- [AIM OF THE EXERCISE]
Reproduce this listing in full.
#### MATERIAL PROVIDED ####
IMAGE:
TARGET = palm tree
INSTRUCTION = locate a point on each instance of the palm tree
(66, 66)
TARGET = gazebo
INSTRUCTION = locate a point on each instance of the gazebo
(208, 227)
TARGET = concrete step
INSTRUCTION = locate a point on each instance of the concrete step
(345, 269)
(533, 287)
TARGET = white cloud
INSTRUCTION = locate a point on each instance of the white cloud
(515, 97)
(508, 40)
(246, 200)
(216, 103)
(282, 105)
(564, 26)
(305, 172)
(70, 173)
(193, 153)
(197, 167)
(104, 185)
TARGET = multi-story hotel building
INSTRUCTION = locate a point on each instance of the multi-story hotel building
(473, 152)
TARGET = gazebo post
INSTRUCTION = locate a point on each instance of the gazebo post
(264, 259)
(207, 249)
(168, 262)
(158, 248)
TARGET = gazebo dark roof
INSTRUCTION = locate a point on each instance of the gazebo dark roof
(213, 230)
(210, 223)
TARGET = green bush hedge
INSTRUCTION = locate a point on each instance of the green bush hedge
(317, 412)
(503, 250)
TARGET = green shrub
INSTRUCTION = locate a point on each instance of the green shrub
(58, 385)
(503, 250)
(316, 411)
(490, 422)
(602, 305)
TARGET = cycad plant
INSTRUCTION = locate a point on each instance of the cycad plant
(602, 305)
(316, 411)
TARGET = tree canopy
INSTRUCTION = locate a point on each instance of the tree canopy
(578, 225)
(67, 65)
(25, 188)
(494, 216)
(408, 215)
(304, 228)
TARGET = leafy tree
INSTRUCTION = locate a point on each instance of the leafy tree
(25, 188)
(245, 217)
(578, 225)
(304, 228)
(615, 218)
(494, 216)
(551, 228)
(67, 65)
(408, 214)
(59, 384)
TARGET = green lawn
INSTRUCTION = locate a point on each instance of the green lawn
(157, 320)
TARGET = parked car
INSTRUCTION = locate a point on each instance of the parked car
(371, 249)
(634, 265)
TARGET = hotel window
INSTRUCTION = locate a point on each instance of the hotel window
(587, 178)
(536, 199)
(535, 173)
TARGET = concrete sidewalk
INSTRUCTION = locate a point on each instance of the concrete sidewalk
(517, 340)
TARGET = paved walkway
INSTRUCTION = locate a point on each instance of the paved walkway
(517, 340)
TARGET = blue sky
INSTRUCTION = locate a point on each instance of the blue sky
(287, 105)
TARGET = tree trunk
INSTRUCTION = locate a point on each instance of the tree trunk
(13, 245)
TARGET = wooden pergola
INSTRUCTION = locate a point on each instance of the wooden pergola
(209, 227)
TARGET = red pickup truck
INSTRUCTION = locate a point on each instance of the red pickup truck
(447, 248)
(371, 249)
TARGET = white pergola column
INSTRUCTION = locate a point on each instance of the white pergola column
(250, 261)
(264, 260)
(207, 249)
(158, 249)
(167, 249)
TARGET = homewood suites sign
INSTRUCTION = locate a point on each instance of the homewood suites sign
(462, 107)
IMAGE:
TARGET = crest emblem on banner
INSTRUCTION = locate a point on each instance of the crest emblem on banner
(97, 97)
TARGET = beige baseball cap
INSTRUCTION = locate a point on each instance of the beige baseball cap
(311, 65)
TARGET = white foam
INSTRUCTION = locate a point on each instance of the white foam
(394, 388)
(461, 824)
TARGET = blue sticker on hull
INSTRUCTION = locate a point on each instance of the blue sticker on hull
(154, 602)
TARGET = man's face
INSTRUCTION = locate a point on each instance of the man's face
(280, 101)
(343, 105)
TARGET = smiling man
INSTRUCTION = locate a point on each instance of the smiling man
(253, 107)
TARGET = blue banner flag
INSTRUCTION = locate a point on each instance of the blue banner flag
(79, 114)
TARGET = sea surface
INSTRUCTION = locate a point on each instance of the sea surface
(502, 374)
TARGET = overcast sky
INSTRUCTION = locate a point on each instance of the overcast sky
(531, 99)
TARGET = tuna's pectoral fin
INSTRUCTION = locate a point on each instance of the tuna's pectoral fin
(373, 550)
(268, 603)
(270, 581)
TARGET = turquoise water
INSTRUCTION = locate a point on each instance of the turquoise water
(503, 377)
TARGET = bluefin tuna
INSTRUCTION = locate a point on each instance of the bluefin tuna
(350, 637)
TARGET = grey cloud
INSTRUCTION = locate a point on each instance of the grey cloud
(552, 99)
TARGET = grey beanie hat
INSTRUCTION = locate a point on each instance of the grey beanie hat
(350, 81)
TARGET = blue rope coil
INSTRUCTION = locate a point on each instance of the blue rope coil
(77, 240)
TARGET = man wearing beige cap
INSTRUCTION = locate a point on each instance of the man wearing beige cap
####
- [REPLY]
IMAGE:
TARGET = palm tree
INSTRUCTION = locate a point on each instance of the palm tree
(66, 66)
TARGET = gazebo
INSTRUCTION = locate a point on each instance of the gazebo
(208, 227)
TARGET = concrete step
INSTRUCTION = locate a point on each instance of the concrete step
(345, 269)
(533, 287)
TARGET = white cloud
INSTRUCTION = locate a point on each instance of the white cloud
(515, 97)
(508, 40)
(246, 200)
(216, 103)
(282, 105)
(564, 26)
(305, 172)
(70, 173)
(193, 153)
(197, 167)
(104, 185)
TARGET = multi-story hotel building
INSTRUCTION = locate a point on each instance of the multi-story hotel building
(473, 152)
TARGET = gazebo post
INSTRUCTION = locate a point on each instance of the gazebo post
(264, 259)
(207, 249)
(168, 262)
(158, 248)
TARGET = gazebo dark roof
INSTRUCTION = locate a point on each instance of the gazebo dark roof
(213, 230)
(210, 223)
TARGET = green bush hedge
INSTRUCTION = locate a point on each instance of the green bush hedge
(317, 412)
(503, 250)
TARGET = green shrub
INSTRUCTION = locate a point on each instance of the green shrub
(58, 385)
(503, 250)
(316, 411)
(490, 422)
(602, 305)
TARGET = cycad plant
INSTRUCTION = locate a point on each instance of the cycad plant
(602, 305)
(316, 411)
TARGET = tree canopy
INSTRUCTION = locate a point on each instance of the tree canopy
(578, 225)
(67, 65)
(25, 188)
(494, 216)
(408, 215)
(304, 228)
TARGET = leafy tree
INSTRUCTION = locate a point on each instance of the leafy tree
(25, 188)
(245, 217)
(578, 225)
(304, 228)
(615, 218)
(494, 216)
(551, 228)
(67, 65)
(408, 214)
(59, 384)
TARGET = green lawn
INSTRUCTION = locate a point on each instance of the green lawn
(157, 320)
TARGET = parked car
INSTRUCTION = locate a point on each instance of the parked car
(371, 249)
(634, 265)
TARGET = hotel window
INSTRUCTION = locate a point on each instance of the hotel window
(587, 178)
(536, 199)
(535, 173)
TARGET = concrete sidewalk
INSTRUCTION = locate a point on each instance of the concrete sidewalk
(517, 340)
TARGET = paved walkway
INSTRUCTION = locate a point on each instance of the paved walkway
(517, 340)
TARGET = blue sky
INSTRUCTION = locate a point on each instance of the blue sky
(287, 105)
TARGET = tree trunk
INSTRUCTION = locate a point on each instance of the tree trunk
(13, 245)
TARGET = wooden pergola
INSTRUCTION = locate a point on each instance of the wooden pergola
(209, 227)
TARGET = red pickup truck
INSTRUCTION = locate a point on each instance of the red pickup truck
(447, 248)
(371, 249)
TARGET = white pergola column
INSTRUCTION = locate a point on each instance of the white pergola column
(250, 261)
(264, 260)
(207, 249)
(158, 249)
(167, 249)
TARGET = homewood suites sign
INSTRUCTION = locate a point on each instance of the homewood suites sign
(462, 107)
IMAGE:
TARGET = crest emblem on banner
INSTRUCTION = locate a point on each instance of the crest emblem on banner
(97, 97)
TARGET = beige baseball cap
INSTRUCTION = locate a point on each instance of the beige baseball cap
(311, 65)
TARGET = white foam
INSTRUCTION = locate a point on each instance of the white foam
(394, 388)
(461, 824)
TARGET = blue sticker on hull
INSTRUCTION = locate a point on each instance of the blue sticker on hull
(154, 602)
TARGET = man's face
INSTRUCTION = locate a point on each instance of the man's face
(280, 101)
(343, 105)
TARGET = smiling man
INSTRUCTION = locate a point on each instance of the smiling man
(253, 107)
TARGET = blue banner flag
INSTRUCTION = locate a point on each instance of the blue banner flag
(79, 114)
TARGET = sea surface
INSTRUCTION = locate a point on each instance of the sea surface
(502, 374)
TARGET = overcast sky
INSTRUCTION = locate a point on each instance of the overcast sky
(531, 99)
TARGET = tuna's pectoral fin
INSTRUCTION = locate a point on each instance of the tuna's pectoral fin
(373, 550)
(268, 603)
(270, 581)
TARGET = turquoise water
INSTRUCTION = locate a point on each instance of the turquoise water
(503, 377)
TARGET = bluefin tuna
INSTRUCTION = locate a point on each instance of the bluefin tuna
(350, 637)
TARGET = grey cloud
INSTRUCTION = locate a point on each instance of the grey cloud
(552, 99)
TARGET = grey beanie hat
INSTRUCTION = locate a point on each instance of the grey beanie hat
(350, 81)
TARGET = blue rope coil
INSTRUCTION = locate a point on each instance of the blue rope coil
(77, 240)
TARGET = man wearing beige cap
INSTRUCTION = locate a point on each instance of the man wearing beige cap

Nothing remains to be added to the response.